■ ВАШЕ ЗАДАНИЕ: Процитируйте исходный текст, начиная со слов «Редкий случай: спектакль, который» и заканчивая словами «дней жизни героев.».

■ ИСХОДНЫЙ ТЕКСТ:
····················
Редкий случай: спектакль, который не отпускает, о котором продолжаешь думать… Не хочется «выходить» из текста, все время вспоминаешь что-то, о чем еще нужно обязательно написать! Скажу лишь об одной крошечной детали, которая мне дорога. Две высокие белые застекленные рамы стоят на авансцене справа и слева — это двери, впускающие внутрь мира Конвеев и выпускающие наружу. На одной из рам карандашом нанесены метки: как в любой семье, где есть дети, на косяке двери отмечают их рост, пишут рядом даты… Этих меток едва касается рукой Робин, вернувшийся в родной дом после войны, остальные герои и вовсе как будто не замечают, а части зрителей просто не видны черточки и надписи на раме. И все-таки как здорово, что авторы придумали и оставили в спектакле эту трогательную, абсолютно точную деталь — свидетельство ушедших счастливых дней жизни героев.

Автор: Евгения Тропп
"ПЕТЕРБУРГСКИЙ ТЕАТРАЛЬНЫЙ ЖУРНАЛ"
····················
■ ФРАГМЕНТ ДАННЫХ:
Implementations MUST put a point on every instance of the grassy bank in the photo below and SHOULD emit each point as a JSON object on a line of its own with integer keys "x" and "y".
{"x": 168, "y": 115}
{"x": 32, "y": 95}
····················
■ ОТВЕТ:
Редкий случай: спектакль, который не отпускает, о котором продолжаешь думать… Не хочется «выходить» из текста, все время вспоминаешь что-то, о чем еще нужно обязательно написать! Скажу лишь об одной крошечной детали, которая мне дорога. Две высокие белые застекленные рамы стоят на авансцене справа и слева — это двери, впускающие внутрь мира Конвеев и выпускающие наружу. На одной из рам карандашом нанесены метки: как в любой семье, где есть дети, на косяке двери отмечают их рост, пишут рядом даты… Этих меток едва касается рукой Робин, вернувшийся в родной дом после войны, остальные герои и вовсе как будто не замечают, а части зрителей просто не видны черточки и надписи на раме. И все-таки как здорово, что авторы придумали и оставили в спектакле эту трогательную, абсолютно точную деталь — свидетельство ушедших счастливых дней жизни героев.